§ **INSTRUCTIONS**
**a)** Can you condense the paragraph beginning "In our office we use a combination" from the forum thread below on office software into a short bulleted list that keeps its main facts?
**b)** In the forum thread below on office software, what does Gold Coast Shipping use for billing?
**c)** Pick up the forum thread below on office software after its final post and write the next reply.

# What programs are you using?



## PFirebird (Feb 6, 2018)

In our office we use a combination of Arborgold and Quickbooks. AG for customer database, estimates, jobs and scheduling and invoicing. Once the checks get deposited then the rest is in QB's. That's how we've done if for years, and it works pretty well. The problem is AG is now online and it's very slow, plus we have a big customer database and I think that slows it down.
I'm looking at using other programs that would work better for us. I'm less and less a fan of AG (it's got way more stuff than we need, and it's slow) and would love to know what other tree services are using. We've looked into Quickbooks online but it's pretty stripped down and doesn't offer much customization for forms etc. 

What are you using and what do you like about it?


----------



## Gold Coast Shipping (Mar 2, 2018)

bump for interest - We are using generic spreadsheets for admin (quote request right through to work complete), and QB online for billing. Our volume has started to make spreadsheets inefficient, so we're looking for options.

§ **COLLECTED MATERIAL**
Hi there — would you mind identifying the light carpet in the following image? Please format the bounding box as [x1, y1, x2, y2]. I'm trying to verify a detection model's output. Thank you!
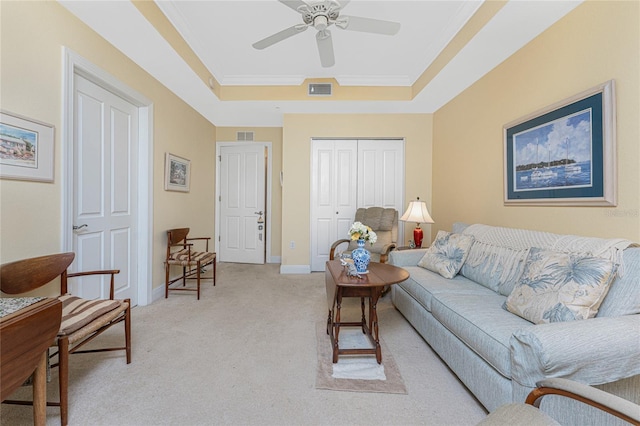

§ **TASK-BY-TASK OUTPUTS**
**a)**
- The office uses Arborgold (AG) together with Quickbooks.
- AG handles the customer database, estimates, jobs, scheduling, and invoicing.
- After checks are deposited, everything else is done in Quickbooks.
- This setup has been in place for years and works fairly well.
- AG is now online and very slow, and the large customer database likely slows it further.

**b)** QB online (QuickBooks online).

**c)**
----------



## tidy (Apr 17, 2018)

Im using jobber but have nothing to compare it to- cept spread sheets haha, a few guys on another forum use it as well


----------



## Tree94 (Apr 17, 2018)

I use quickbooks for payroll / bookkeeping and Excel for all invoices, estimates and contracts.


----------



## The Singing Arborist (Apr 20, 2018)

Same with many others...quickbooks and excel.

Company I worked with last year was just switching to arbor gold, but i didn't get to test it. They switched from a program called CLIP, which was a terrible program.

I guess the only thing i have to offer is don't use CLIP.


----------



## ChoppyChoppy (Apr 20, 2018)

I use Excel to keep track of orders and Quikbooks online for doing up the invoices/receipts, P&L, etc.

QB online isn't too bad. When I first got it, it was $10/month, but now they've upped it to $15/month.
I thought about just buying the regular Quickbooks, but the files can't transfer between the two! (go figure right). One nice thing is that it links to the bank account so putting in expenses is fairly quick that way. Just click on the transaction and put what expense account.


----------



## Ghillie (Jun 26, 2018)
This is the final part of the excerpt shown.